* [Consignes et exigences]: Recopiez mot pour mot, s'il vous plaît, le passage du texte sur les utilisateurs du portable en Afrique qui va de « Faute d’études fiables » jusqu'à « mobile au Gabon. » inclus.

* [Texte cité]:

────

4.2.2 La provenance sociologique « des branchés du portable africain »

Pour répondre à la question de savoir, quelles sont les populations intéressées par le portable en Afrique, il est important de souligner au premier abord qu’il n’existe pas à ce jour, d’études scientifiquement réalisées, qui permettent de décrypter avec certitude la provenance sociologique des utilisateurs du téléphone mobile en Afrique.

Faute d’études fiables préalablement réalisées sur la question, nous irons puiser les réponses à cette question en nous appuyant sur les enquêtes que nous avons menées lors de nos voyages d’études et sur les informations et la documentation recueillies auprès des opérateurs de la téléphonie mobile au Gabon.

Les avis et expériences des personnalités qui travaillent dans le domaine des nouvelles technologies de l’information et de la communication (consultants, enseignants en sociologie…), nous ont été d’un grand apport. Aussi, mettons-nous à profit notre expérience ainsi que les observations que nous avons faite de la société gabonaise. Pour ce qui est de l’analyse du reste du continent africain, l’enquête (Cf. annexe) que nous avions menée à Lyon (Rhône) auprès d’une cinquantaine d’étudiants Africains nous est d’une aide considérable dans la compréhension des comportements.

────

* [Entrées fournies]:

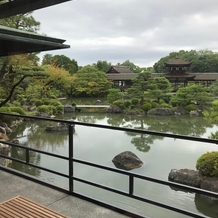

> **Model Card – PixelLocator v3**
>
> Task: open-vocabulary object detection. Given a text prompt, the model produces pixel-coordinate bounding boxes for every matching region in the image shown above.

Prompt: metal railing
[0,113,218,218]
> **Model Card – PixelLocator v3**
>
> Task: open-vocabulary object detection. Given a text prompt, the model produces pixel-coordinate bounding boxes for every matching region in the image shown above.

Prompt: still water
[6,113,218,218]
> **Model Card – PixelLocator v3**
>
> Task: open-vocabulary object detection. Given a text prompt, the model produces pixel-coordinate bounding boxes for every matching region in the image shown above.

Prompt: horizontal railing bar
[130,195,207,218]
[72,176,129,196]
[1,141,69,160]
[72,158,218,198]
[0,113,218,218]
[0,165,70,194]
[0,154,69,178]
[72,177,206,218]
[0,112,218,144]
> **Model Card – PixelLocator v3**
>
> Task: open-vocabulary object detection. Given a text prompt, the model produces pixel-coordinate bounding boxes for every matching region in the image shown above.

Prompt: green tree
[93,60,111,73]
[127,71,151,105]
[171,85,212,106]
[72,65,112,97]
[121,60,141,73]
[0,13,41,106]
[42,54,52,65]
[42,54,78,75]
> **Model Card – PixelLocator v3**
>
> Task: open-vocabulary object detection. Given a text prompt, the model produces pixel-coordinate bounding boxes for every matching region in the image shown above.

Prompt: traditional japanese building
[164,57,195,90]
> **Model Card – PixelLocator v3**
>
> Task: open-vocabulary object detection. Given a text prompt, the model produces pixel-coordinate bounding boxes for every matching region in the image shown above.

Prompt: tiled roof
[190,73,218,81]
[164,58,192,67]
[107,66,133,74]
[107,73,137,80]
[107,73,218,81]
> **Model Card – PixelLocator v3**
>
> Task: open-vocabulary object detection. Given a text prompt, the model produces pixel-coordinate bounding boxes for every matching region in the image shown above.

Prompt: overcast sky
[33,0,218,67]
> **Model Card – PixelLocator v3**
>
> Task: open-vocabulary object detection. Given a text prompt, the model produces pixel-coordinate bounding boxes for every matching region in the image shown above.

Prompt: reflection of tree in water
[77,114,105,123]
[108,115,212,152]
[195,194,218,218]
[27,122,68,152]
[126,132,163,152]
[11,121,68,152]
[146,116,212,137]
[9,147,41,177]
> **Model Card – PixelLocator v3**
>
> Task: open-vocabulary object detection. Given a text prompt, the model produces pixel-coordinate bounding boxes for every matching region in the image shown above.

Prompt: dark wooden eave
[0,0,71,19]
[0,26,70,56]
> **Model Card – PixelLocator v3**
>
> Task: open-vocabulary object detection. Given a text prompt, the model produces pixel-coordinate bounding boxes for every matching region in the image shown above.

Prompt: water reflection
[2,113,217,217]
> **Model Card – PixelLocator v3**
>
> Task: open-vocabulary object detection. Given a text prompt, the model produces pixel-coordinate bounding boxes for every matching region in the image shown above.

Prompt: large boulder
[45,123,68,132]
[147,108,175,116]
[168,169,201,188]
[64,104,76,113]
[107,104,123,113]
[112,151,143,170]
[168,169,218,193]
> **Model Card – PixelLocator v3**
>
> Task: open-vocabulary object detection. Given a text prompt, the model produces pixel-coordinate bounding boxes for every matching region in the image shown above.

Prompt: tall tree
[127,71,151,105]
[93,60,111,73]
[72,65,112,97]
[147,77,172,103]
[121,60,141,73]
[42,54,78,75]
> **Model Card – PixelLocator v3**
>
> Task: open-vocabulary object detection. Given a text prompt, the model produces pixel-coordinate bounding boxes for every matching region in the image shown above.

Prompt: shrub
[113,100,125,110]
[184,104,198,112]
[209,131,218,139]
[48,105,57,114]
[35,99,43,107]
[142,102,152,112]
[0,107,11,113]
[0,107,17,125]
[151,101,159,109]
[37,105,49,113]
[124,101,131,108]
[42,98,50,105]
[162,95,172,104]
[196,151,218,177]
[131,98,139,105]
[160,103,171,108]
[56,105,64,114]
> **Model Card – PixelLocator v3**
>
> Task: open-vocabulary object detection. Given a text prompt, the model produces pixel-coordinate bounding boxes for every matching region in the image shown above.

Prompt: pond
[3,113,218,218]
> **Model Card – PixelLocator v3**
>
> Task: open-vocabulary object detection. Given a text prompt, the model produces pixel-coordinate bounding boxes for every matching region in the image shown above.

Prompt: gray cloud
[33,0,218,66]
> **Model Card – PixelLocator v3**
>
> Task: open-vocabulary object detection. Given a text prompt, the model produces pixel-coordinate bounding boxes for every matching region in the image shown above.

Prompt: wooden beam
[0,0,71,19]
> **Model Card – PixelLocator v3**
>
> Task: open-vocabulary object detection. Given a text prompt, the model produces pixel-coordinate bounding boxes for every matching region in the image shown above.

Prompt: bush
[35,100,43,107]
[209,131,218,139]
[0,107,17,125]
[37,105,49,113]
[196,151,218,177]
[113,100,125,110]
[142,102,152,112]
[124,101,131,108]
[184,104,198,112]
[56,105,64,114]
[160,103,171,108]
[151,101,159,109]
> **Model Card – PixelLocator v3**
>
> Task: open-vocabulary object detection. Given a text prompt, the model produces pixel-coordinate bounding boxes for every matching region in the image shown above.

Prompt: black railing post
[69,124,74,192]
[26,148,30,163]
[129,175,134,195]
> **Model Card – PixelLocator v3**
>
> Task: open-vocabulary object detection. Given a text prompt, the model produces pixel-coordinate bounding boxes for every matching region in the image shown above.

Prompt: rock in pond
[112,151,143,170]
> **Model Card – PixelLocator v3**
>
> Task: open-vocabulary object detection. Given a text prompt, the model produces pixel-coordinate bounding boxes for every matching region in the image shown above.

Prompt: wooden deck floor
[0,196,67,218]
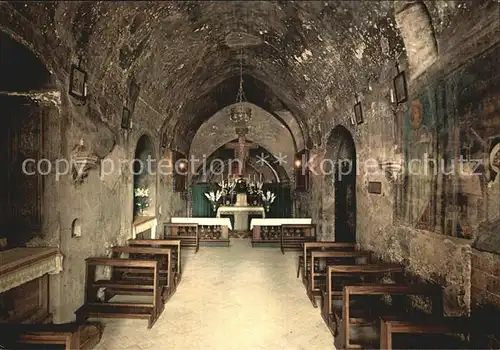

────

* [Réponse au problème]:
Faute d’études fiables préalablement réalisées sur la question, nous irons puiser les réponses à cette question en nous appuyant sur les enquêtes que nous avons menées lors de nos voyages d’études et sur les informations et la documentation recueillies auprès des opérateurs de la téléphonie mobile au Gabon.